What you are asked to do
Count the lines in the listing below that contain the word "clicks" and give only that number.

Source records
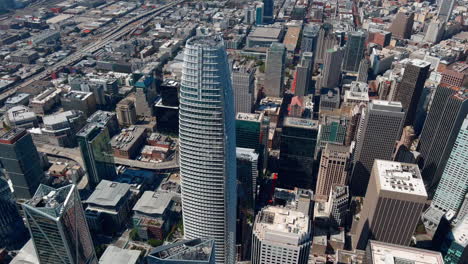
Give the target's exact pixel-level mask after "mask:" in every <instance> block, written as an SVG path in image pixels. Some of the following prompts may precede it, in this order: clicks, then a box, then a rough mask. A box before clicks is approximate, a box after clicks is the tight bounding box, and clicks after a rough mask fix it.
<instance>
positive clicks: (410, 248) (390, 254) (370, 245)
--
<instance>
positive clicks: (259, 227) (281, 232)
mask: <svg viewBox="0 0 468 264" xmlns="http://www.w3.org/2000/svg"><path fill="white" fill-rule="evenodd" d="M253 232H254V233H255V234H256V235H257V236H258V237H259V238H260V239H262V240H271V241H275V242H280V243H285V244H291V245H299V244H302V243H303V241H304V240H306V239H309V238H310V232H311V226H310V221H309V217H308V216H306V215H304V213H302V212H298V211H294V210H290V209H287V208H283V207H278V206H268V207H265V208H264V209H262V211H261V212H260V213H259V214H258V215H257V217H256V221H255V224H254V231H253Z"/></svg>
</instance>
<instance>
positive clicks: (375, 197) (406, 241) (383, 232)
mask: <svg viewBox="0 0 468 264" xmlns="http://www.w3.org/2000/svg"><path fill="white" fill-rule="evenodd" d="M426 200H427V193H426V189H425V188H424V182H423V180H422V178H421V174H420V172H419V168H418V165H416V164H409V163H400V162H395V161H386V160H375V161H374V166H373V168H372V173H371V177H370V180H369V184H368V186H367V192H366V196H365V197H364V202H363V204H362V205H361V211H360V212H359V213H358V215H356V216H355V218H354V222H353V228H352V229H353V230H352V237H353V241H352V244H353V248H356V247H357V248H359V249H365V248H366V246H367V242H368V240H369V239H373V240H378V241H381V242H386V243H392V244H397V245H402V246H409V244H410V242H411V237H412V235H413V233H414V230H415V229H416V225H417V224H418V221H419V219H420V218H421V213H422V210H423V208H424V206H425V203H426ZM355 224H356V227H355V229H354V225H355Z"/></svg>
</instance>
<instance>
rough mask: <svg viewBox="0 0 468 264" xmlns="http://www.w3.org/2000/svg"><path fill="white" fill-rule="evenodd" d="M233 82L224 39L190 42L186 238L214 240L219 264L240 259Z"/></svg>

Task response
4